## Written request:
Pull out every one of the lines below and copy them with no changes at all.

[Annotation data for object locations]
══════════════════════════════

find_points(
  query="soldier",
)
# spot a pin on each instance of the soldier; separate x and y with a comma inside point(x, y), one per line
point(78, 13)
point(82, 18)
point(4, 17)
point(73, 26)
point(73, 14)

══════════════════════════════

## Solved problem:
find_points(
  query="soldier",
)
# spot a pin on each instance of the soldier; separate x and y with a comma inside point(x, y), one per line
point(78, 13)
point(82, 18)
point(4, 17)
point(73, 26)
point(73, 14)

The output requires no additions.